----- RECORDED INFORMATION -----

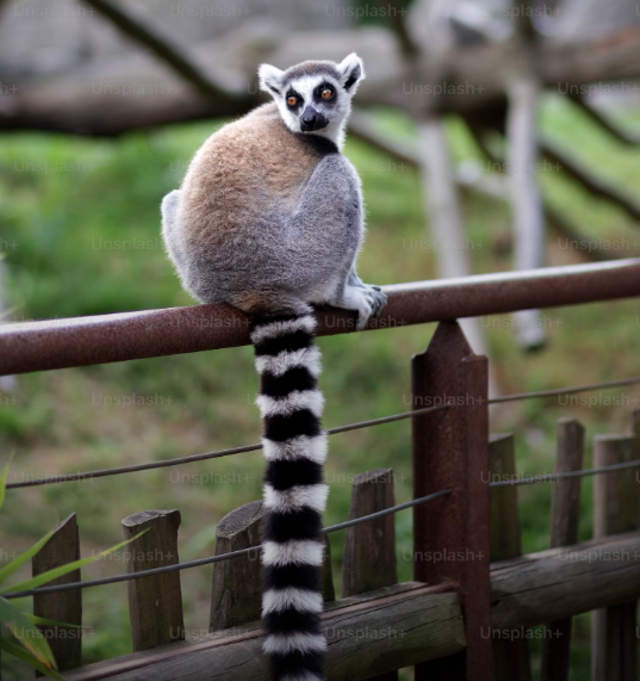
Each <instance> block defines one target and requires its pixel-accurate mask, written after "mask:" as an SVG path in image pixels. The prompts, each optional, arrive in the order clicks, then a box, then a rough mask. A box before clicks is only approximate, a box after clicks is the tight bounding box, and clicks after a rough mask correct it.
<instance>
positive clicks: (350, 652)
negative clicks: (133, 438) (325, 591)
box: [67, 582, 465, 681]
mask: <svg viewBox="0 0 640 681" xmlns="http://www.w3.org/2000/svg"><path fill="white" fill-rule="evenodd" d="M323 619H324V630H325V634H326V636H327V640H328V642H329V652H328V660H327V675H328V678H330V679H331V680H332V681H359V680H361V679H368V678H370V677H371V676H372V675H375V674H379V673H384V672H387V671H390V670H392V669H397V668H399V667H402V666H408V665H413V664H416V663H417V662H420V661H422V660H428V659H430V658H433V657H436V656H441V655H451V654H454V653H457V652H459V651H460V650H463V649H464V645H465V644H464V628H463V621H462V615H461V611H460V601H459V598H458V596H457V594H455V593H452V592H443V591H442V588H441V587H425V586H424V585H423V584H417V583H415V582H413V583H409V584H399V585H396V586H392V587H387V588H385V589H381V590H379V591H377V592H374V593H368V594H364V595H362V596H355V597H353V598H349V599H346V600H343V601H339V602H338V603H336V605H335V606H334V607H333V608H332V609H330V610H329V611H328V612H326V613H325V614H324V616H323ZM261 643H262V630H261V629H260V628H258V626H257V625H253V626H248V627H236V628H234V629H233V630H231V631H229V630H227V631H220V632H214V633H212V634H209V636H208V637H206V638H205V639H204V640H203V641H200V642H198V643H195V644H193V643H186V642H182V643H175V644H172V645H168V646H163V647H161V648H156V649H154V650H151V651H145V652H141V653H134V654H133V655H125V656H123V657H120V658H116V659H113V660H108V661H105V662H99V663H97V664H93V665H89V666H87V667H85V668H83V669H79V670H76V671H75V672H73V673H71V674H68V675H67V679H68V681H98V680H102V679H112V680H113V681H134V680H135V681H177V680H178V679H183V680H186V679H188V680H189V681H211V680H212V679H219V680H220V681H269V678H270V676H269V668H268V665H267V663H266V660H265V659H264V657H263V655H262V654H261V652H260V649H261Z"/></svg>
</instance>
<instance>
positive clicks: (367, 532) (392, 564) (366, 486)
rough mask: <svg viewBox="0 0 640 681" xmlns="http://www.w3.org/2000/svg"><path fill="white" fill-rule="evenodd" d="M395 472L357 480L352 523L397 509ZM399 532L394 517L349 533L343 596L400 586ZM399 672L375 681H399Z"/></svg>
mask: <svg viewBox="0 0 640 681" xmlns="http://www.w3.org/2000/svg"><path fill="white" fill-rule="evenodd" d="M394 503H395V502H394V496H393V471H392V469H391V468H378V469H377V470H374V471H367V472H366V473H360V474H358V475H356V476H355V478H354V480H353V485H352V487H351V506H350V507H349V519H352V518H360V517H362V516H365V515H369V514H370V513H375V512H376V511H381V510H383V509H385V508H389V507H390V506H393V505H394ZM397 581H398V571H397V565H396V532H395V523H394V517H393V516H392V515H388V516H385V517H384V518H376V519H375V520H370V521H369V522H366V523H362V524H361V525H355V526H354V527H350V528H348V529H347V531H346V536H345V545H344V557H343V560H342V596H343V597H347V596H356V595H357V594H361V593H366V592H367V591H375V590H376V589H381V588H383V587H385V586H390V585H392V584H396V583H397ZM397 679H398V672H397V671H396V670H393V671H390V672H387V673H386V674H382V675H376V676H375V677H372V679H371V681H397Z"/></svg>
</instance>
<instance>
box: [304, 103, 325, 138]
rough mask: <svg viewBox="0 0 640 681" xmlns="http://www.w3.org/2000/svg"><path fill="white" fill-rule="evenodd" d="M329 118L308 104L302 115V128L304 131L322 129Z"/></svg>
mask: <svg viewBox="0 0 640 681" xmlns="http://www.w3.org/2000/svg"><path fill="white" fill-rule="evenodd" d="M327 123H328V121H327V119H326V118H325V117H324V116H323V115H322V114H321V113H320V112H319V111H316V110H315V109H314V108H312V107H310V106H308V107H307V108H306V109H305V110H304V111H303V112H302V114H301V115H300V129H301V130H302V132H313V131H314V130H321V129H322V128H324V127H325V126H326V125H327Z"/></svg>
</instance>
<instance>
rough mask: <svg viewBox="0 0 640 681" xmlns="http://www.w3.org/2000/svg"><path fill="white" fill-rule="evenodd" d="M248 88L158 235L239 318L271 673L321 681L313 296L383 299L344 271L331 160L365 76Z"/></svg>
mask: <svg viewBox="0 0 640 681" xmlns="http://www.w3.org/2000/svg"><path fill="white" fill-rule="evenodd" d="M259 77H260V86H261V88H262V89H263V90H265V91H266V92H268V93H269V94H270V95H271V96H272V97H273V99H274V100H275V101H273V102H270V103H269V104H265V105H263V106H260V107H258V108H257V109H254V110H253V111H251V112H250V113H249V114H247V115H246V116H244V117H243V118H241V119H239V120H237V121H235V122H233V123H229V124H228V125H225V126H224V127H222V128H221V129H220V130H218V131H217V132H216V133H215V134H213V135H212V136H211V137H210V138H209V139H208V140H207V141H206V142H205V144H204V145H203V146H202V148H201V149H200V150H199V151H198V152H197V154H196V155H195V157H194V159H193V161H192V162H191V165H190V166H189V170H188V171H187V175H186V177H185V179H184V182H183V184H182V188H181V189H180V190H179V191H173V192H171V193H170V194H169V195H168V196H166V197H165V199H164V200H163V202H162V217H163V227H162V233H163V237H164V241H165V244H166V248H167V251H168V253H169V256H170V257H171V259H172V260H173V262H174V264H175V266H176V269H177V271H178V274H179V276H180V278H181V280H182V284H183V286H184V288H185V289H186V290H187V291H188V292H189V293H191V294H192V295H193V296H194V297H195V298H197V299H198V300H200V301H202V302H204V303H222V302H224V303H230V304H231V305H234V306H235V307H238V308H240V309H241V310H244V311H245V312H246V313H248V314H249V315H251V317H252V325H251V340H252V342H253V344H254V346H255V354H256V367H257V369H258V372H259V373H260V376H261V388H260V395H259V397H258V399H257V403H258V406H259V408H260V411H261V413H262V417H263V420H264V435H263V444H264V454H265V457H266V459H267V466H266V472H265V476H264V502H265V505H266V506H267V508H268V509H269V514H268V517H267V523H266V528H265V533H264V541H263V551H262V562H263V600H262V616H263V623H264V626H265V630H266V638H265V641H264V646H263V649H264V652H265V653H266V654H267V655H268V656H269V657H270V658H271V663H272V670H273V676H274V678H275V679H282V680H284V679H285V678H286V679H287V681H316V680H317V679H323V678H324V673H323V658H324V652H325V650H326V641H325V639H324V636H323V635H322V633H321V628H320V615H321V612H322V591H321V571H322V562H323V538H322V534H321V529H322V520H321V514H322V512H323V510H324V507H325V501H326V497H327V491H328V490H327V486H326V485H325V484H324V482H323V478H322V465H323V463H324V461H325V458H326V452H327V444H326V438H325V434H324V433H323V431H322V430H321V428H320V416H321V413H322V408H323V396H322V393H321V392H320V391H319V390H318V388H317V386H316V381H317V377H318V374H319V372H320V353H319V351H318V348H317V347H316V346H315V345H314V342H313V336H314V330H315V319H314V317H313V315H312V304H314V303H316V304H328V305H332V306H335V307H340V308H345V309H347V310H355V311H357V313H358V316H357V328H358V329H362V328H363V327H364V326H365V324H366V323H367V320H368V319H369V318H370V317H371V316H372V315H375V314H377V313H378V312H379V311H380V309H381V308H382V306H383V305H384V304H385V302H386V297H385V295H384V293H382V292H381V291H380V288H379V287H377V286H369V285H367V284H363V283H362V281H361V280H360V278H359V277H358V275H357V274H356V270H355V260H356V256H357V254H358V250H359V248H360V244H361V241H362V236H363V231H364V226H363V210H362V198H361V190H360V179H359V177H358V175H357V173H356V171H355V169H354V167H353V166H352V165H351V163H349V161H347V159H346V158H345V157H344V156H342V154H341V153H340V149H341V148H342V144H343V142H344V135H345V124H346V122H347V118H348V115H349V112H350V110H351V98H352V96H353V94H354V92H355V91H356V88H357V86H358V83H359V82H360V81H361V80H362V79H363V78H364V69H363V66H362V62H361V61H360V59H359V58H358V56H357V55H355V54H351V55H349V56H348V57H347V58H346V59H344V60H343V61H342V62H341V63H339V64H337V63H334V62H330V61H309V62H304V63H302V64H298V65H297V66H292V67H291V68H289V69H287V70H286V71H280V70H279V69H277V68H275V67H274V66H271V65H269V64H263V65H262V66H261V67H260V70H259Z"/></svg>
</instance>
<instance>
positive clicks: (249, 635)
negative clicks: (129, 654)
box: [65, 532, 640, 681]
mask: <svg viewBox="0 0 640 681" xmlns="http://www.w3.org/2000/svg"><path fill="white" fill-rule="evenodd" d="M639 569H640V533H638V532H631V533H625V534H620V535H616V536H614V537H606V538H604V539H601V540H591V541H588V542H583V543H581V544H577V545H573V546H569V547H560V548H555V549H549V550H547V551H542V552H540V553H535V554H530V555H525V556H522V557H521V558H515V559H513V560H510V561H503V562H501V563H496V564H494V565H492V570H491V598H492V602H493V603H494V608H493V612H492V618H491V626H492V627H493V629H495V630H504V629H513V628H517V627H530V626H534V625H536V624H544V623H545V622H551V621H555V620H559V619H563V618H566V617H570V616H572V615H577V614H580V613H583V612H589V611H590V610H594V609H596V608H600V607H603V606H605V605H608V604H610V603H624V602H627V601H630V600H633V599H634V598H638V597H639V596H640V580H638V578H637V575H638V570H639ZM443 588H444V585H441V586H440V587H425V586H424V585H422V584H416V583H415V582H411V583H409V584H398V585H396V586H393V587H387V588H386V589H382V590H380V591H378V592H375V593H369V594H363V595H361V596H356V597H354V598H350V599H346V600H345V601H338V602H337V603H336V604H335V605H334V606H333V607H332V608H331V609H330V610H329V611H328V612H327V613H325V615H324V628H325V632H326V634H327V637H328V639H329V678H331V680H332V681H360V680H362V679H367V678H369V677H370V676H371V675H372V674H377V673H383V672H385V671H388V670H390V669H397V668H399V667H403V666H409V665H413V664H416V663H417V662H418V661H419V660H428V659H434V658H436V657H442V656H446V655H453V654H454V653H456V652H459V651H461V650H462V649H463V648H464V627H463V622H462V611H461V609H460V602H459V599H458V597H457V595H456V594H454V593H452V592H443V591H442V589H443ZM367 633H368V634H369V636H368V638H367ZM374 634H375V635H374ZM261 635H262V631H261V630H260V628H259V627H258V626H257V625H253V626H248V627H236V628H235V629H233V630H231V631H229V630H225V631H220V632H214V633H212V634H210V635H209V636H208V637H207V638H206V639H205V640H204V641H202V642H199V643H196V644H193V643H187V642H180V643H174V644H171V645H168V646H163V647H161V648H156V649H153V650H150V651H142V652H139V653H134V654H132V655H125V656H123V657H120V658H115V659H113V660H108V661H105V662H99V663H97V664H93V665H88V666H87V667H84V668H82V669H78V670H75V671H74V672H72V673H67V674H65V676H66V677H67V679H68V681H100V680H103V679H110V680H111V681H134V680H135V681H177V680H178V679H187V678H188V679H189V681H210V680H211V679H212V678H214V679H216V678H217V679H220V681H222V680H224V681H245V680H246V681H268V679H269V670H268V667H267V665H266V664H265V663H264V661H263V660H262V657H261V655H260V643H261ZM212 670H215V676H212Z"/></svg>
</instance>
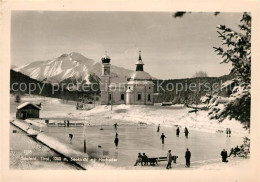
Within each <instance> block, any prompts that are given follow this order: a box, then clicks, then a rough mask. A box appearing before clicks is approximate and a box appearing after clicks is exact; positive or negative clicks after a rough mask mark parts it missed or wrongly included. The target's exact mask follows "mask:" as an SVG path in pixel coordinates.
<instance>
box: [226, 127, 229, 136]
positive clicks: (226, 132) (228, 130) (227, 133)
mask: <svg viewBox="0 0 260 182" xmlns="http://www.w3.org/2000/svg"><path fill="white" fill-rule="evenodd" d="M226 134H227V137H228V134H229V129H228V128H227V129H226Z"/></svg>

-----

## WHAT YOU SHOULD DO
Starting at the beginning of the listing and ending at the line that contains "box: [67, 582, 465, 681]", format those lines as a Markdown table with the columns "Row" and "Line," numbering each line and leaving out blank lines and the pictures.

## ANSWER BELOW
| Row | Line |
|---|---|
| 1 | Each <instance> block defines one target and requires its pixel-accurate mask, written after "mask:" as an SVG path in image pixels. The prompts, each optional, arrive in the order clicks, then a box, then a rough mask. A box before clicks is only approximate, a box after clicks is the tight bounding box, and clicks after a rough mask correct it. |
| 2 | <instance> |
| 3 | positive clicks: (350, 652) |
| 4 | negative clicks: (133, 438) (325, 591) |
| 5 | box: [67, 582, 465, 681] |